### Directions for this task
Please find the lines in the entries below that contain the word "blue", and copy each one.

### Materials provided
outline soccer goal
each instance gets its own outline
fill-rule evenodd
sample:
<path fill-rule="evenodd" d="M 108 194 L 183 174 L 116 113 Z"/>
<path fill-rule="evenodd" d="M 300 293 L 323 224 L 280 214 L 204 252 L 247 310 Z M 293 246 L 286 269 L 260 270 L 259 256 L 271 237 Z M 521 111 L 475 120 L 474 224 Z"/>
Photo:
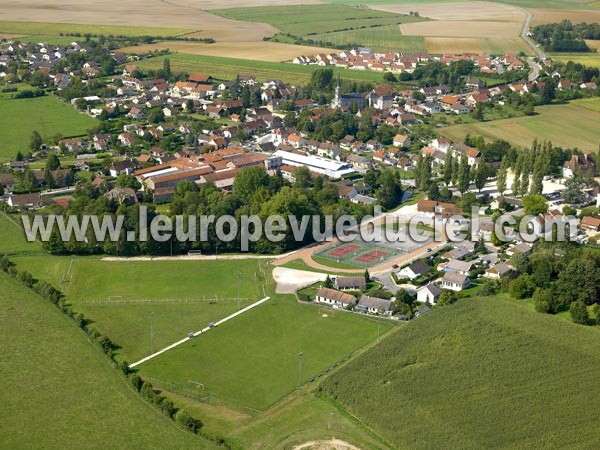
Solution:
<path fill-rule="evenodd" d="M 123 296 L 122 295 L 109 295 L 108 302 L 109 303 L 123 303 Z"/>
<path fill-rule="evenodd" d="M 199 383 L 198 381 L 188 380 L 188 390 L 190 391 L 190 395 L 199 395 L 199 393 L 204 390 L 204 384 Z"/>
<path fill-rule="evenodd" d="M 188 251 L 188 256 L 201 255 L 202 250 L 190 250 Z"/>
<path fill-rule="evenodd" d="M 319 307 L 319 317 L 327 318 L 327 317 L 334 317 L 334 315 L 335 315 L 335 309 L 327 308 L 324 306 Z"/>

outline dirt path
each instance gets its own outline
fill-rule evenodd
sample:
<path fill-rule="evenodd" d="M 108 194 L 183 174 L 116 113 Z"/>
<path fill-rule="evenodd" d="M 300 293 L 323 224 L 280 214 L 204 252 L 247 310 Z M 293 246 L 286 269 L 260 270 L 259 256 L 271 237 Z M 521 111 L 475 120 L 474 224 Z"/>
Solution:
<path fill-rule="evenodd" d="M 340 439 L 309 441 L 293 447 L 292 450 L 360 450 L 359 447 Z"/>

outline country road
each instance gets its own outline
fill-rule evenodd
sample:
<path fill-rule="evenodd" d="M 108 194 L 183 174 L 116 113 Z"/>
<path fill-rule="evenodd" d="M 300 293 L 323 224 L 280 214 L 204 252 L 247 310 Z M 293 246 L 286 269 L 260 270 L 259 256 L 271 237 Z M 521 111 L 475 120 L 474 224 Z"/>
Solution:
<path fill-rule="evenodd" d="M 529 33 L 529 28 L 531 26 L 531 19 L 532 19 L 531 13 L 524 8 L 520 8 L 520 9 L 527 16 L 527 18 L 525 19 L 525 22 L 523 23 L 523 28 L 521 29 L 521 37 L 523 38 L 523 40 L 525 42 L 527 42 L 527 45 L 529 45 L 533 49 L 533 51 L 535 52 L 536 56 L 539 59 L 546 59 L 546 54 L 542 51 L 542 49 L 537 46 L 537 44 L 533 41 L 533 39 L 531 39 L 529 36 L 527 36 L 527 33 Z"/>

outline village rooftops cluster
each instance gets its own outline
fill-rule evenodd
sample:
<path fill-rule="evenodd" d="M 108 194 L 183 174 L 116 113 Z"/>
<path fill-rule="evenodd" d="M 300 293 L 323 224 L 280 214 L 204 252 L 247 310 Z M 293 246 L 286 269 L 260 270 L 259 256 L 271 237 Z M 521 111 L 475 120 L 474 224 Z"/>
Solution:
<path fill-rule="evenodd" d="M 318 66 L 333 66 L 352 70 L 373 70 L 377 72 L 412 73 L 419 65 L 430 61 L 450 64 L 454 61 L 472 61 L 484 74 L 498 74 L 504 70 L 516 71 L 525 64 L 514 54 L 492 57 L 478 53 L 444 53 L 441 56 L 429 53 L 405 53 L 403 51 L 378 51 L 368 47 L 355 47 L 339 53 L 319 53 L 311 56 L 297 56 L 294 64 L 314 64 Z"/>

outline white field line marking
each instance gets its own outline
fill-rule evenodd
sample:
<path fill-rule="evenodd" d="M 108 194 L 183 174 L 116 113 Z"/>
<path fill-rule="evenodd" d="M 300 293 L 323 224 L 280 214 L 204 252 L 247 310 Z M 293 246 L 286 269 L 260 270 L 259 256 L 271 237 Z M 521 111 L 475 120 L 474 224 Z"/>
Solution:
<path fill-rule="evenodd" d="M 265 297 L 265 298 L 263 298 L 262 300 L 259 300 L 259 301 L 257 301 L 256 303 L 252 303 L 251 305 L 249 305 L 249 306 L 246 306 L 245 308 L 243 308 L 243 309 L 240 309 L 239 311 L 236 311 L 236 312 L 234 312 L 234 313 L 233 313 L 233 314 L 231 314 L 230 316 L 227 316 L 227 317 L 225 317 L 224 319 L 221 319 L 221 320 L 219 320 L 218 322 L 215 322 L 215 326 L 219 326 L 219 325 L 221 325 L 221 324 L 223 324 L 223 323 L 227 322 L 228 320 L 231 320 L 231 319 L 233 319 L 234 317 L 237 317 L 237 316 L 239 316 L 240 314 L 243 314 L 243 313 L 245 313 L 245 312 L 247 312 L 247 311 L 250 311 L 252 308 L 254 308 L 254 307 L 256 307 L 256 306 L 262 305 L 264 302 L 266 302 L 266 301 L 267 301 L 267 300 L 269 300 L 270 298 L 271 298 L 271 297 Z M 196 336 L 200 336 L 202 333 L 206 333 L 206 332 L 207 332 L 207 331 L 209 331 L 210 329 L 211 329 L 211 327 L 206 327 L 206 328 L 203 328 L 203 329 L 202 329 L 202 330 L 200 330 L 200 331 L 196 331 L 196 332 L 194 333 L 194 337 L 196 337 Z M 161 354 L 163 354 L 163 353 L 165 353 L 165 352 L 167 352 L 167 351 L 169 351 L 169 350 L 171 350 L 171 349 L 173 349 L 173 348 L 175 348 L 175 347 L 177 347 L 177 346 L 179 346 L 179 345 L 183 344 L 184 342 L 187 342 L 187 341 L 189 341 L 190 339 L 192 339 L 192 338 L 185 337 L 185 338 L 181 339 L 180 341 L 177 341 L 177 342 L 175 342 L 174 344 L 171 344 L 171 345 L 169 345 L 168 347 L 165 347 L 165 348 L 163 348 L 162 350 L 159 350 L 159 351 L 157 351 L 157 352 L 154 352 L 154 353 L 152 353 L 151 355 L 149 355 L 149 356 L 146 356 L 145 358 L 142 358 L 142 359 L 140 359 L 139 361 L 137 361 L 137 362 L 134 362 L 133 364 L 130 364 L 130 365 L 129 365 L 129 367 L 135 367 L 135 366 L 138 366 L 138 365 L 140 365 L 140 364 L 142 364 L 142 363 L 145 363 L 146 361 L 149 361 L 149 360 L 151 360 L 152 358 L 155 358 L 155 357 L 157 357 L 158 355 L 161 355 Z"/>

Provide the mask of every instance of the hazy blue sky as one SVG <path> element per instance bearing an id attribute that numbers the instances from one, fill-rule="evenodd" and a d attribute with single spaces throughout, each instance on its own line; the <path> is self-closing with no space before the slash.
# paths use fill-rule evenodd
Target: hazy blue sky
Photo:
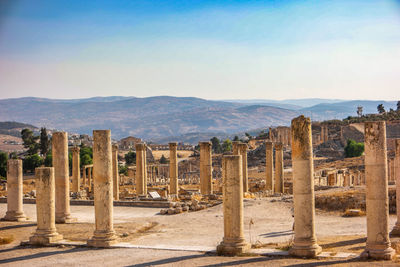
<path id="1" fill-rule="evenodd" d="M 0 98 L 400 99 L 400 1 L 1 0 Z"/>

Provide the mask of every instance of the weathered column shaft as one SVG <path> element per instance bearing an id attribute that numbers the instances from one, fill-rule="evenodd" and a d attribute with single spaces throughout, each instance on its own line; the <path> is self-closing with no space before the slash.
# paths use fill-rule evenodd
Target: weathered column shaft
<path id="1" fill-rule="evenodd" d="M 35 175 L 37 229 L 29 241 L 46 245 L 62 239 L 56 231 L 54 168 L 36 168 Z"/>
<path id="2" fill-rule="evenodd" d="M 249 191 L 249 175 L 247 169 L 247 144 L 239 144 L 239 152 L 242 156 L 242 171 L 243 171 L 243 192 Z"/>
<path id="3" fill-rule="evenodd" d="M 79 147 L 72 148 L 72 192 L 79 192 L 81 187 L 79 151 Z"/>
<path id="4" fill-rule="evenodd" d="M 82 168 L 82 185 L 83 185 L 83 188 L 85 188 L 85 186 L 86 186 L 86 168 L 85 167 L 83 167 Z"/>
<path id="5" fill-rule="evenodd" d="M 283 145 L 275 144 L 275 193 L 283 193 Z"/>
<path id="6" fill-rule="evenodd" d="M 116 242 L 113 227 L 111 131 L 93 131 L 93 178 L 95 226 L 88 245 L 108 247 Z"/>
<path id="7" fill-rule="evenodd" d="M 4 221 L 25 221 L 22 160 L 7 161 L 7 212 Z"/>
<path id="8" fill-rule="evenodd" d="M 118 145 L 112 146 L 113 196 L 119 200 Z"/>
<path id="9" fill-rule="evenodd" d="M 92 183 L 93 183 L 92 171 L 93 171 L 93 167 L 89 167 L 89 168 L 88 168 L 88 185 L 89 185 L 89 191 L 92 191 Z"/>
<path id="10" fill-rule="evenodd" d="M 267 141 L 265 143 L 265 186 L 267 190 L 274 191 L 274 144 Z"/>
<path id="11" fill-rule="evenodd" d="M 146 166 L 146 145 L 137 143 L 136 145 L 136 194 L 147 195 L 147 166 Z"/>
<path id="12" fill-rule="evenodd" d="M 75 221 L 75 219 L 71 218 L 69 204 L 68 134 L 66 132 L 55 132 L 51 142 L 56 185 L 56 222 L 69 223 Z"/>
<path id="13" fill-rule="evenodd" d="M 363 256 L 391 259 L 386 124 L 365 123 L 367 246 Z"/>
<path id="14" fill-rule="evenodd" d="M 242 156 L 224 156 L 223 211 L 224 238 L 217 247 L 218 254 L 236 255 L 246 252 L 250 246 L 243 234 L 243 170 Z"/>
<path id="15" fill-rule="evenodd" d="M 202 195 L 213 193 L 211 142 L 200 142 L 200 192 Z"/>
<path id="16" fill-rule="evenodd" d="M 396 181 L 396 213 L 397 221 L 391 234 L 400 236 L 400 139 L 396 139 L 395 158 L 394 158 L 394 175 Z"/>
<path id="17" fill-rule="evenodd" d="M 169 143 L 169 193 L 178 195 L 178 143 Z"/>
<path id="18" fill-rule="evenodd" d="M 292 120 L 294 243 L 289 253 L 315 257 L 321 252 L 315 236 L 314 164 L 310 118 Z"/>

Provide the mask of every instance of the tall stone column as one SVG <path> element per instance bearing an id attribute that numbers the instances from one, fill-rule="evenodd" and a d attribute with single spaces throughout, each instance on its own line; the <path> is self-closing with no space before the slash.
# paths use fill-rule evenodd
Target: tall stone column
<path id="1" fill-rule="evenodd" d="M 393 227 L 392 232 L 390 232 L 393 236 L 400 236 L 400 139 L 396 139 L 395 141 L 395 158 L 394 158 L 394 175 L 396 181 L 396 213 L 397 213 L 397 222 Z"/>
<path id="2" fill-rule="evenodd" d="M 314 164 L 311 120 L 303 115 L 292 120 L 294 242 L 289 253 L 315 257 L 321 252 L 315 236 Z"/>
<path id="3" fill-rule="evenodd" d="M 36 168 L 35 175 L 37 229 L 29 243 L 47 245 L 63 239 L 56 230 L 54 168 Z"/>
<path id="4" fill-rule="evenodd" d="M 275 143 L 275 193 L 283 193 L 283 145 Z"/>
<path id="5" fill-rule="evenodd" d="M 146 145 L 137 143 L 136 147 L 136 195 L 147 195 L 147 167 L 146 167 Z"/>
<path id="6" fill-rule="evenodd" d="M 95 231 L 87 241 L 91 247 L 109 247 L 117 243 L 113 227 L 111 131 L 93 131 L 93 178 Z"/>
<path id="7" fill-rule="evenodd" d="M 86 186 L 86 167 L 85 166 L 83 166 L 83 168 L 82 168 L 82 185 L 83 185 L 83 188 L 85 188 L 85 186 Z"/>
<path id="8" fill-rule="evenodd" d="M 243 177 L 242 156 L 224 156 L 223 168 L 223 211 L 224 238 L 217 246 L 220 255 L 238 255 L 250 249 L 243 234 Z"/>
<path id="9" fill-rule="evenodd" d="M 119 200 L 118 145 L 112 146 L 113 196 Z"/>
<path id="10" fill-rule="evenodd" d="M 243 192 L 249 191 L 249 175 L 247 170 L 247 144 L 239 144 L 239 152 L 242 156 L 242 171 L 243 171 Z"/>
<path id="11" fill-rule="evenodd" d="M 92 191 L 92 183 L 93 183 L 92 171 L 93 171 L 93 168 L 92 168 L 92 167 L 89 167 L 89 168 L 88 168 L 88 185 L 89 185 L 89 191 Z"/>
<path id="12" fill-rule="evenodd" d="M 79 147 L 72 148 L 72 192 L 79 192 L 81 187 L 81 171 Z"/>
<path id="13" fill-rule="evenodd" d="M 265 143 L 265 186 L 267 190 L 274 192 L 274 144 L 269 141 Z"/>
<path id="14" fill-rule="evenodd" d="M 200 142 L 200 192 L 211 195 L 212 190 L 212 156 L 211 142 Z"/>
<path id="15" fill-rule="evenodd" d="M 233 153 L 233 155 L 239 155 L 239 144 L 240 144 L 240 141 L 232 141 L 232 153 Z"/>
<path id="16" fill-rule="evenodd" d="M 394 255 L 389 239 L 386 124 L 365 123 L 365 177 L 367 246 L 363 257 L 389 260 Z"/>
<path id="17" fill-rule="evenodd" d="M 23 210 L 22 160 L 7 161 L 7 212 L 3 221 L 26 221 Z"/>
<path id="18" fill-rule="evenodd" d="M 178 195 L 178 143 L 169 143 L 169 193 Z"/>
<path id="19" fill-rule="evenodd" d="M 76 221 L 71 218 L 69 205 L 68 134 L 55 132 L 51 139 L 56 194 L 56 223 Z"/>

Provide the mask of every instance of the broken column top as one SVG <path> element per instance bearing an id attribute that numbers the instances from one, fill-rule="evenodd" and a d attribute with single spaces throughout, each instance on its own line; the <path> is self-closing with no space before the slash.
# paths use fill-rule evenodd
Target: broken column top
<path id="1" fill-rule="evenodd" d="M 118 144 L 113 144 L 112 145 L 112 150 L 117 151 L 118 150 Z"/>
<path id="2" fill-rule="evenodd" d="M 292 158 L 312 157 L 311 120 L 301 115 L 292 120 Z"/>
<path id="3" fill-rule="evenodd" d="M 210 141 L 201 141 L 199 142 L 200 146 L 211 146 L 211 142 Z"/>
<path id="4" fill-rule="evenodd" d="M 276 150 L 282 150 L 283 149 L 283 144 L 282 143 L 275 143 L 275 149 Z"/>
<path id="5" fill-rule="evenodd" d="M 386 123 L 384 121 L 369 121 L 365 123 L 365 142 L 369 144 L 383 145 L 386 144 L 384 138 L 386 136 Z"/>
<path id="6" fill-rule="evenodd" d="M 272 149 L 272 147 L 274 146 L 274 143 L 271 141 L 266 141 L 265 142 L 265 147 L 268 149 Z"/>
<path id="7" fill-rule="evenodd" d="M 144 150 L 146 148 L 146 144 L 145 143 L 136 143 L 135 148 L 136 148 L 136 150 Z"/>
<path id="8" fill-rule="evenodd" d="M 170 142 L 168 143 L 169 147 L 178 146 L 177 142 Z"/>
<path id="9" fill-rule="evenodd" d="M 81 148 L 78 146 L 71 147 L 71 152 L 79 152 L 80 150 Z"/>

### Answer space
Provide the mask of every instance of the hazy blue sky as one SVG <path> element per instance bearing an id attribute that numbers the instances from one, fill-rule="evenodd" and a d attribute with single spaces throughout, each instance on its own line; the <path> is self-closing with no space before the slash.
Target: hazy blue sky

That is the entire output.